● EXERCISE INSTRUCTIONS: There is one span to output from the data below: the lines starting at the line with "Where can you spot the field?" and ending at the line with "Where can you spot the sky?". Output it exactly, ends included, nothing more.

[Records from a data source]
*** Block opens ***
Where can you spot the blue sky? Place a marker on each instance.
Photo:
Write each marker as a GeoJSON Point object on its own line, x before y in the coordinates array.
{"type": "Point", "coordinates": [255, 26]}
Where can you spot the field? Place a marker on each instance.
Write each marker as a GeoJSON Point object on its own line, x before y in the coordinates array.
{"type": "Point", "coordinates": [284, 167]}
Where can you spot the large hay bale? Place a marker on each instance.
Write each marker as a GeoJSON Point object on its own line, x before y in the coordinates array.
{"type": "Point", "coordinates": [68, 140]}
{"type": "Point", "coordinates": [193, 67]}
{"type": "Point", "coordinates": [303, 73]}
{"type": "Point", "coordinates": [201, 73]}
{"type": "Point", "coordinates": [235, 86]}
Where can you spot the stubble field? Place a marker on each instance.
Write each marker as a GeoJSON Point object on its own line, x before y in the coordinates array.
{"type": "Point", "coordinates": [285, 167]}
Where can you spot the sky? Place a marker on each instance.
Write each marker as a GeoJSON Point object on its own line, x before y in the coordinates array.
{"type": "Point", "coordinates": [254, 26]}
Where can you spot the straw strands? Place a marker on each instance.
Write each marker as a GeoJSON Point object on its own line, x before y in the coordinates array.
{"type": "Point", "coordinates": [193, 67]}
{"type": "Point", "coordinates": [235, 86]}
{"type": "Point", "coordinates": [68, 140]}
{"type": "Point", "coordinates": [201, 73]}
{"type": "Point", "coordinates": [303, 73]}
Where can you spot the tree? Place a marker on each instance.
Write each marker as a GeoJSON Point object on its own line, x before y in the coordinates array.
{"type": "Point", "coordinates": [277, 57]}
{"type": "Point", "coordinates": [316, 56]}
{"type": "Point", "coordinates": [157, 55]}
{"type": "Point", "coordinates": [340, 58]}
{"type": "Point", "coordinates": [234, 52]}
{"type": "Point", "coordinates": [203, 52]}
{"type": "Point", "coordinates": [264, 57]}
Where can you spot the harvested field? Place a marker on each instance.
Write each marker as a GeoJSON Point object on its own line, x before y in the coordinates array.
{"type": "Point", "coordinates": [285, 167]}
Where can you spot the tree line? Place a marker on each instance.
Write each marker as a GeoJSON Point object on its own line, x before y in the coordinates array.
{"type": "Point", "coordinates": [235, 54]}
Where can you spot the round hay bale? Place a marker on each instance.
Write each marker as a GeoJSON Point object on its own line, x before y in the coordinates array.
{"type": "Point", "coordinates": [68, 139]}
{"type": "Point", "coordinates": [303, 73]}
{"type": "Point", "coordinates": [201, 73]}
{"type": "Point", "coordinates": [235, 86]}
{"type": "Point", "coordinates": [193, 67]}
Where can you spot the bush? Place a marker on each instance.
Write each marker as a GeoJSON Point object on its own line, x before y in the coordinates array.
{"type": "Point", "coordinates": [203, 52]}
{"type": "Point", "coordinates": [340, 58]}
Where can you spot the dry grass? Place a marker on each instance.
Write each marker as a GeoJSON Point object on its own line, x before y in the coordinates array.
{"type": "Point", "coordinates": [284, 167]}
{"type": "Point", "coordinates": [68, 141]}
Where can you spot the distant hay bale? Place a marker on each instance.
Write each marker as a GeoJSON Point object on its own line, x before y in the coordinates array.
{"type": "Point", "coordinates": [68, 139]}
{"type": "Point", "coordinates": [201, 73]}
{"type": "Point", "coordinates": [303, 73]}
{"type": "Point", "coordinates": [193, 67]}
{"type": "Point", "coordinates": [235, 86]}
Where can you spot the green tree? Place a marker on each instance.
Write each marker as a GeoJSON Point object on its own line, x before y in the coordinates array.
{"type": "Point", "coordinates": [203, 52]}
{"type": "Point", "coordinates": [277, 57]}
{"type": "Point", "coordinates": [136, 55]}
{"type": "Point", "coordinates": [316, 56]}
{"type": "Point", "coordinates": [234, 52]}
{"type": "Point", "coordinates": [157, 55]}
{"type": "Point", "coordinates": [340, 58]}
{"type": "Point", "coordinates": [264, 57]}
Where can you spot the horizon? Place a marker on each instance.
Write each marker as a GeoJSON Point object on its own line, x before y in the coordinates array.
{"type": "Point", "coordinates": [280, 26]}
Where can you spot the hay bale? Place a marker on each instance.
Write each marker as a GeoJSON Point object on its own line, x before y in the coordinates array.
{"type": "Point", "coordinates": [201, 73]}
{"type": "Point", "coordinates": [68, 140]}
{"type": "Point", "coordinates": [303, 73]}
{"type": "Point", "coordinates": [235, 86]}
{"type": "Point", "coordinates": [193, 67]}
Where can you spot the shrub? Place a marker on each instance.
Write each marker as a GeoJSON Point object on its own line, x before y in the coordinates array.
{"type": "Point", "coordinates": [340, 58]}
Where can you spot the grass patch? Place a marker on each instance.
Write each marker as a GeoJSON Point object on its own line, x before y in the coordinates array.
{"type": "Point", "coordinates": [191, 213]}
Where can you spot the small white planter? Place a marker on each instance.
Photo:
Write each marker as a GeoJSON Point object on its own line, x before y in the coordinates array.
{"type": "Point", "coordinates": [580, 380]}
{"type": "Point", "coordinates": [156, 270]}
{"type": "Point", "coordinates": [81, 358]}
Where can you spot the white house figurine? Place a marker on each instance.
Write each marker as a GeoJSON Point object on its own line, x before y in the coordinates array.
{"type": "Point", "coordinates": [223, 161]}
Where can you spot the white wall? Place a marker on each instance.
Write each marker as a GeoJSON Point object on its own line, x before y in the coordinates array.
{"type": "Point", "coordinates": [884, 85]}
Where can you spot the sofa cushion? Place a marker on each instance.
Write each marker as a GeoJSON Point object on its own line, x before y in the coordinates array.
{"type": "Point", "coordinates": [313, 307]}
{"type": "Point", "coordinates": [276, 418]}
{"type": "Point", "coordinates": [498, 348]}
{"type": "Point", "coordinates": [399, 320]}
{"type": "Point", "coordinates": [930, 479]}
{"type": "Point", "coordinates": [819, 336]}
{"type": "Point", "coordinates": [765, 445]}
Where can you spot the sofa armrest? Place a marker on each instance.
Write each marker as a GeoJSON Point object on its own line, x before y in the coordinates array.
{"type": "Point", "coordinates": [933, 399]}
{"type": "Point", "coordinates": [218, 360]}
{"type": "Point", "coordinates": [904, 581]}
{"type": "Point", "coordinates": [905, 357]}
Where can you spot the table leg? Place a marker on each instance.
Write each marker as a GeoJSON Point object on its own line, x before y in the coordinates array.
*** Block closes ***
● FINISHED TASK:
Where can you spot the field? Place a marker on each instance.
Write each marker as a GeoJSON Point object on its own line, x before y in the coordinates array.
{"type": "Point", "coordinates": [284, 167]}
Where can you spot the large hay bale? Place a marker on each instance.
Write each marker as a GeoJSON Point object on its own line, x before y in the coordinates array.
{"type": "Point", "coordinates": [68, 140]}
{"type": "Point", "coordinates": [193, 67]}
{"type": "Point", "coordinates": [303, 73]}
{"type": "Point", "coordinates": [201, 73]}
{"type": "Point", "coordinates": [235, 86]}
Where can you spot the stubble field? Place a marker on each instance.
Write each marker as a GeoJSON Point object on its own line, x before y in the coordinates array.
{"type": "Point", "coordinates": [285, 167]}
Where can you spot the sky? Place a marker on each instance.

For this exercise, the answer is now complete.